§ Testo di riferimento
↓↓↓
Attraverso “la divina maternità di Maria”, dice il porporato, “sono stati donati all’uomo i beni della salvezza eterna”. La Vergine, prosegue, “è da ritenersi in senso vero e proprio Madre di Dio”, perché Ella ha “concepito e generato nella nostra natura e condizione umana la persona del Verbo divino”. Ed è quindi stata posta, per un disegno divino, “in una relazione unica con una persona divina: la relazione di maternità”.

Inoltre, aggiunge il cardinale Caffara, “la nascita di ogni bambino è sempre un ‘inizio’ pieno di speranza”. E “il Bambino nato da Maria è un ‘inizio assoluto’”, perché è “l’introduzione della speranza” che “dà inizio alla nuova creazione”.

Una creazione che, come insegna San Paolo nella seconda lettura, “ha una grande rilevanza sui rapporti fra le persone umane”. “Il figlio di Dio infatti – sottolinea l’arcivescovo di Bologna – nasce da donna per riscattare coloro che erano sotto la legge, perché ricevessimo l’adozione a figli”.

E questo ha due conseguenze: anzitutto, il riscatto della nostra schiavitù e poi l’adozione a figli. “È la grande trasformazione da schiavi a figli, e quindi fratelli”, rimarca il cardinale richiamando il tema del Messaggio nella Giornata mondiale per la Pace di Papa Francesco.

Sono tante infatti le forme di schiavitù purtroppo ancora oggi vigenti nel mondo, osserva. Questo perché “le nostre comunità possono essere costruite e vissute secondo due modelli fondamentali, di cui l’uno finisce sempre in misura più o meno ampia per dominare sull’altro”.
↑↑↑
§ Dati dell'esercizio
↓↓↓
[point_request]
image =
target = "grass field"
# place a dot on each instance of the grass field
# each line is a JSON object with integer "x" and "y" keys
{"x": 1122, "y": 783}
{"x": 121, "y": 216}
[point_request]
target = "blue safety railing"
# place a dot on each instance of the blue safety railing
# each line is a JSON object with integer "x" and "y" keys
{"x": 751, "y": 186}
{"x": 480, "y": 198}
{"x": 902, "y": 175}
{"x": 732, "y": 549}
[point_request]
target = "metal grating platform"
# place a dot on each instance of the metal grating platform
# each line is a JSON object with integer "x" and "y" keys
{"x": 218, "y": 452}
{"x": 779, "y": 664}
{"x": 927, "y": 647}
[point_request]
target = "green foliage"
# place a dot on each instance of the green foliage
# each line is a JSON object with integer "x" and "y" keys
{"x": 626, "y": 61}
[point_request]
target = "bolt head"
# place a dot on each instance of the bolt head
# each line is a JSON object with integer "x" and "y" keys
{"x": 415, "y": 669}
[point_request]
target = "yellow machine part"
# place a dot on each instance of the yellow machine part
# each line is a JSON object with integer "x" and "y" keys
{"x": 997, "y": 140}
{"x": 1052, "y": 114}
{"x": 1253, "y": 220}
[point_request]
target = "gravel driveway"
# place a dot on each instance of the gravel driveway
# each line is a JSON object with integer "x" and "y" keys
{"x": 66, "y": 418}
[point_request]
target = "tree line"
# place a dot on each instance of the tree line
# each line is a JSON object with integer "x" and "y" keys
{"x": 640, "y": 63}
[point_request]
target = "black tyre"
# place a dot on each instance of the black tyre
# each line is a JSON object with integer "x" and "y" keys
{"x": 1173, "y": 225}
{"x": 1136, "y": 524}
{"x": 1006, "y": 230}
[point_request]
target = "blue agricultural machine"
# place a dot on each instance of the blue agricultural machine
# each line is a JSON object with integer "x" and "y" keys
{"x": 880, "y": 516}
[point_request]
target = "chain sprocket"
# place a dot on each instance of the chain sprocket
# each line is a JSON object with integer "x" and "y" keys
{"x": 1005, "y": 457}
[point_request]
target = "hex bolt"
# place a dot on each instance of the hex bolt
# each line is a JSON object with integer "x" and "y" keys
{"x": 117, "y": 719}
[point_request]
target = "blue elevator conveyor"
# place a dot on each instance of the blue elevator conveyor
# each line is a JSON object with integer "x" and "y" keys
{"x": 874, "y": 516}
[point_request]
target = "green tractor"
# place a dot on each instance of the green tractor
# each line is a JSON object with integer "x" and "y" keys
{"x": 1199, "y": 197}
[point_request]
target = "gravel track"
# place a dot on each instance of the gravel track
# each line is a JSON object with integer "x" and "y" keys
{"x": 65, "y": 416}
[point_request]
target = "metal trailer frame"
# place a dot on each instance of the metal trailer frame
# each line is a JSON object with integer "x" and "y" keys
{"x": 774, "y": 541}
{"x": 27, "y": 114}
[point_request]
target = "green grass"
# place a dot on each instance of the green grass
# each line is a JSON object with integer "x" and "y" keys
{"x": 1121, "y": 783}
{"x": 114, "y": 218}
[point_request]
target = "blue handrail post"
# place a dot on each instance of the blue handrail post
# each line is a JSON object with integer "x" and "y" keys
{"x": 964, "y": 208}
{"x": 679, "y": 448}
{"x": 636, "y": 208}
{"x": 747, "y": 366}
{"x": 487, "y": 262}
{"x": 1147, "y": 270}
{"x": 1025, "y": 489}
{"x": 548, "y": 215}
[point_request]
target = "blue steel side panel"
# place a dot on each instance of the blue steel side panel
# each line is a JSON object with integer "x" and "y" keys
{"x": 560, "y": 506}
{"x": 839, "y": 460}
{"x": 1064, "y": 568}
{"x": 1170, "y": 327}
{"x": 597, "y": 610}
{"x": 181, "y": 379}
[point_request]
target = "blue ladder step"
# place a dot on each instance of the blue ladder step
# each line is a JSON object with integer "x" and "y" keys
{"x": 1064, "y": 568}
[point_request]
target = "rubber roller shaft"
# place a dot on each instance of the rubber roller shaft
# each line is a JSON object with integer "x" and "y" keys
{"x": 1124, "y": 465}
↑↑↑
§ Compiti assegnati
1 – Selezioni, tra le righe di dati riportate sopra, ogni linea che contiene la stringa “green” e la copi senza modifiche.
2 – Estenda il testo sulla maternità divina di Maria, proseguendo dopo la sua ultima frase.

§ Risposte fornite
1 –
target = "green foliage"
# place a dot on each instance of the green foliage
target = "green tractor"
# place a dot on each instance of the green tractor
target = "green grass"
# place a dot on each instance of the green grass

2 –
Il primo è basato sulla convinzione che “siamo individui separati per natura gli uni dagli altri, e quindi prima o poi concorrenti e nemici, tesi a dominare gli uni sugli altri”. Il secondo, invece, sulla convinzione che “ogni uomo è prossimo di ogni uomo”.

“La prossimità – afferma l’arcivescovo di Bologna – significa che ciascuno è in possesso dell’umanità, come lo è ogni altro uomo. La dignità che è propria di ciascuno in quanto persona, è propria di ogni uomo”. Ed è “nel misconoscere e nel trascurare la partecipazione alla stessa umanità come fonte della più profonda prossimità” che scopriamo “la causa più profonda di ogni forma di schiavitù”.

Ma la parola di Dio pone una domanda ancora più forte: “È possibile una prossimità e dunque una fraternità senza la coscienza di una comune figliazione?”. “Il vero passaggio dalla schiavitù alla fraternità – risponde Caffarra, concludendo la sua omelia – avviene mediante la figliazione: nessuno è schiavo di un altro, perché ciascuno è figlio dello stesso Padre”.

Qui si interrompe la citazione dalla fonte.